Short exercise:
Give every entry again, unchanged, and leave its images out.

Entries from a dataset
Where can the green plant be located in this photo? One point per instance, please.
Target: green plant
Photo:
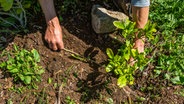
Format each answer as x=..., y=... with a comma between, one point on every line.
x=169, y=48
x=119, y=62
x=22, y=65
x=68, y=100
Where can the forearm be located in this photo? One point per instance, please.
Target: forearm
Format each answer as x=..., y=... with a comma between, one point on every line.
x=48, y=9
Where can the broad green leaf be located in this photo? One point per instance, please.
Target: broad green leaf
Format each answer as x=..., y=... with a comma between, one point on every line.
x=15, y=70
x=110, y=53
x=119, y=24
x=176, y=80
x=133, y=52
x=122, y=81
x=36, y=55
x=49, y=80
x=109, y=68
x=21, y=77
x=27, y=79
x=40, y=71
x=6, y=4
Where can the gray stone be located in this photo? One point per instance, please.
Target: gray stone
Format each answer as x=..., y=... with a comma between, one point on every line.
x=102, y=19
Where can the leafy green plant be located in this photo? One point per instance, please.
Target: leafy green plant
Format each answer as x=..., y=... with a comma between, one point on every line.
x=119, y=63
x=22, y=66
x=169, y=48
x=68, y=100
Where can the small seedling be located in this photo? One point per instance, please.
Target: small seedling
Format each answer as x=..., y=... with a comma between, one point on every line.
x=23, y=66
x=119, y=63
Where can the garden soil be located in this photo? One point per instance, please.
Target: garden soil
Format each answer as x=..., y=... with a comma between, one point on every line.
x=81, y=81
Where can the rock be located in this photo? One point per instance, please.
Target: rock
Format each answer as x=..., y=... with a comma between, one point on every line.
x=102, y=19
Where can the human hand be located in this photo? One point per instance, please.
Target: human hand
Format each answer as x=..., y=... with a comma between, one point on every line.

Exercise answer:
Where can the green plant be located in this photo? One point per instance, please.
Target: green plant
Photo:
Format each answer as x=..., y=... with a comma between, one point on every line.
x=169, y=48
x=119, y=62
x=22, y=65
x=68, y=100
Where can the forearm be located in this photo? One point per instance, please.
Target: forearm
Format each answer as x=..., y=... with a comma between, one point on every line.
x=48, y=9
Where can the broad green leaf be located in this photo? One point per instance, please.
Target: broad green leaf
Format each answer as x=..., y=... with a comma between, one point on every line.
x=15, y=70
x=110, y=53
x=119, y=24
x=176, y=80
x=133, y=52
x=122, y=81
x=36, y=55
x=49, y=80
x=109, y=68
x=21, y=77
x=27, y=79
x=40, y=71
x=6, y=4
Where can the gray stone be located in this photo? One point per instance, please.
Target: gray stone
Format each answer as x=..., y=... with a comma between, one point on every line.
x=102, y=19
Where can the leafy green plant be located in this photo? One point per instance, please.
Target: leafy green plant
Format each answer as x=..., y=... with a comma between, one point on every line.
x=119, y=63
x=22, y=66
x=169, y=48
x=68, y=100
Where can the small seedling be located in this photo? One point per instance, please.
Target: small seedling
Format each answer as x=..., y=... with a comma between, one point on every line.
x=23, y=66
x=119, y=63
Where can the garden soil be located in this photo? One point per instance, please.
Target: garden soil
Format each answer as x=..., y=... with a comma between, one point on every line.
x=81, y=81
Where can the rock be located in this photo? One point per instance, please.
Target: rock
Format each answer as x=..., y=... with a comma between, one point on every line.
x=102, y=19
Where can the human hand be located in this photo? One point per instance, please.
Target: human hand
Format each answer as x=..., y=... with a comma between, one point on every line.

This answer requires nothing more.